Gut health: Interview with Sam Johnson NTP

This is an interview with Nutritional Therapy Practitioner Sam Johnson from Anchored Wellness. She talks about her years of dealing with digestive discomfort and what she wished she knew back then. You can find Sam via her beautiful website www.anchoredwellnessvic.com

Tell me a little bit about your background and where you were raised?

I’m originally from Calgary, I came to the island [Vancouver Island, BC] for University and stayed out here.

What were you raised eating?

We ate pretty well as a family when I was younger. My mum always made a habit that whatever we ate we always had this huge bowl of salad with dinner, we all picked at it and got salad on our plates. We ate a lot of pasta though. It was quick and it was easy. Pasta, meat, a lot of meat, lots of vegetables.


What led you onto your path to studying nutrition?
I’ve always been interested in nutrition. I remember when I was younger making smoothies and wanting to make everything healthy. In 2013 I went travelling away to Thailand for 2 months. When I got home I noticed that my digestion was horrible, but I’ve always had really bad digestion.

**SOURCE INFORMATION**
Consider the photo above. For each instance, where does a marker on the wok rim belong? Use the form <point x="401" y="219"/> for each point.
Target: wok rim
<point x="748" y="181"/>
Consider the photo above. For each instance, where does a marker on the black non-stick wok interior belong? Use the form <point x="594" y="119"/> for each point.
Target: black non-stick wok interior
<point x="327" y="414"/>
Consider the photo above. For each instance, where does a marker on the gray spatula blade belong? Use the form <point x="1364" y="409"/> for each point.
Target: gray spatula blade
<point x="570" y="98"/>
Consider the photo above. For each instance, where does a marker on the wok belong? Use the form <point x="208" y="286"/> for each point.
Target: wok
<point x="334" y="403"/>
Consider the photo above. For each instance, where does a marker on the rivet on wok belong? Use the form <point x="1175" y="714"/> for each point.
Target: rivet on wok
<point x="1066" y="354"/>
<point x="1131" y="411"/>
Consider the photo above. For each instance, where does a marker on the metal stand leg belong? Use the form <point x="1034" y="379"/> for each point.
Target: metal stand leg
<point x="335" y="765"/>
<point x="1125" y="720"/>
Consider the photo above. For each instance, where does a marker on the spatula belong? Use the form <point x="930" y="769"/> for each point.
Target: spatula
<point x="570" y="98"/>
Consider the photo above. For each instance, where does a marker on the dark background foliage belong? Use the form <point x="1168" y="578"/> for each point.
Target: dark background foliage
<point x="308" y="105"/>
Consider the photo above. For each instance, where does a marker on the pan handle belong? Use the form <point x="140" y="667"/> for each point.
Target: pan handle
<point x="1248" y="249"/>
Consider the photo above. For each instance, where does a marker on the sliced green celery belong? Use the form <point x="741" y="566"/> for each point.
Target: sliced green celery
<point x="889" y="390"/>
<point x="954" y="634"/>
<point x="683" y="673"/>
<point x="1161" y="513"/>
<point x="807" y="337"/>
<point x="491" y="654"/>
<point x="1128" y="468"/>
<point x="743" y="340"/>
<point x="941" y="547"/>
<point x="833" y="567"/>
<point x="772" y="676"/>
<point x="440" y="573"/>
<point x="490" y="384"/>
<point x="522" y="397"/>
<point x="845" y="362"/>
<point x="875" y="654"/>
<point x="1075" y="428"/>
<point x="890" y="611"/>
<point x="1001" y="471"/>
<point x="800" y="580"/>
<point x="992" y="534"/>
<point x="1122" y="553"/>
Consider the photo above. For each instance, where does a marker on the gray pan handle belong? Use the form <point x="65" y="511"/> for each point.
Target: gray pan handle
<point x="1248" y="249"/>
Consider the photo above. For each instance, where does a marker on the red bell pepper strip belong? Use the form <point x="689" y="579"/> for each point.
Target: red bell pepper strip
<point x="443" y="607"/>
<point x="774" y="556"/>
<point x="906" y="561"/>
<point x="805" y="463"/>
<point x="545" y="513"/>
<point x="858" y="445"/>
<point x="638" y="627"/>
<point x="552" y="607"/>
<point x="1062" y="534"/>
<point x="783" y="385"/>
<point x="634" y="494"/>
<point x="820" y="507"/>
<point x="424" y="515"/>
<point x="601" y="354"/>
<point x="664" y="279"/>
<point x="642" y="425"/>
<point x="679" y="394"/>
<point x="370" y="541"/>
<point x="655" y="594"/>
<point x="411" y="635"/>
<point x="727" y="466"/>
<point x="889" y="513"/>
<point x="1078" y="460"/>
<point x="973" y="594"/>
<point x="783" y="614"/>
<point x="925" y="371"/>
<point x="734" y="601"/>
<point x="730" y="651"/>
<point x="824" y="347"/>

**INSTRUCTIONS FOR THE TASK**
Resume the gut health interview with Sam Johnson after its last sentence. The records have nothing to do with the gut health interview.

**WRITTEN RESPONSE**
When I was a baby I had my stomach pumped twice. I remember my mum telling me my stomach was always hurting and I would get really bad ear infections. I would also have a huge rash in the winter time underneath my bottom lip. I think I’ve just always been prone to digestive issues.


I went to the University of Victoria for kinesiology and almost finished my degree. I had one more year left and I realised I didn’t want to do this. I didn’t want to go on to be a physiotherapist or a chiropractor. I was going back and forth between figuring out if I wanted to finish my degree and then continuing on to do something like becoming a registered dietitian or some sort of nutrition program. Then I said nope, I have no desire to finish this degree and found the Nutritional Therapy Association. I dropped out of school and did the NTP program. Now we’re here.



What were the digestive issues like when you came back from Thailand?

At the time I was still eating healthy, it wasn't that I was eating like garbage or a lot of sugar. I think I caught a parasite or some sort of bug when I was travelling and I didn't know anything about it. Then I ended up seeing a gastroenterologist, did an endoscopy - they put the camera down my throat. She thought nothing was wrong with me or she didn't know what was wrong.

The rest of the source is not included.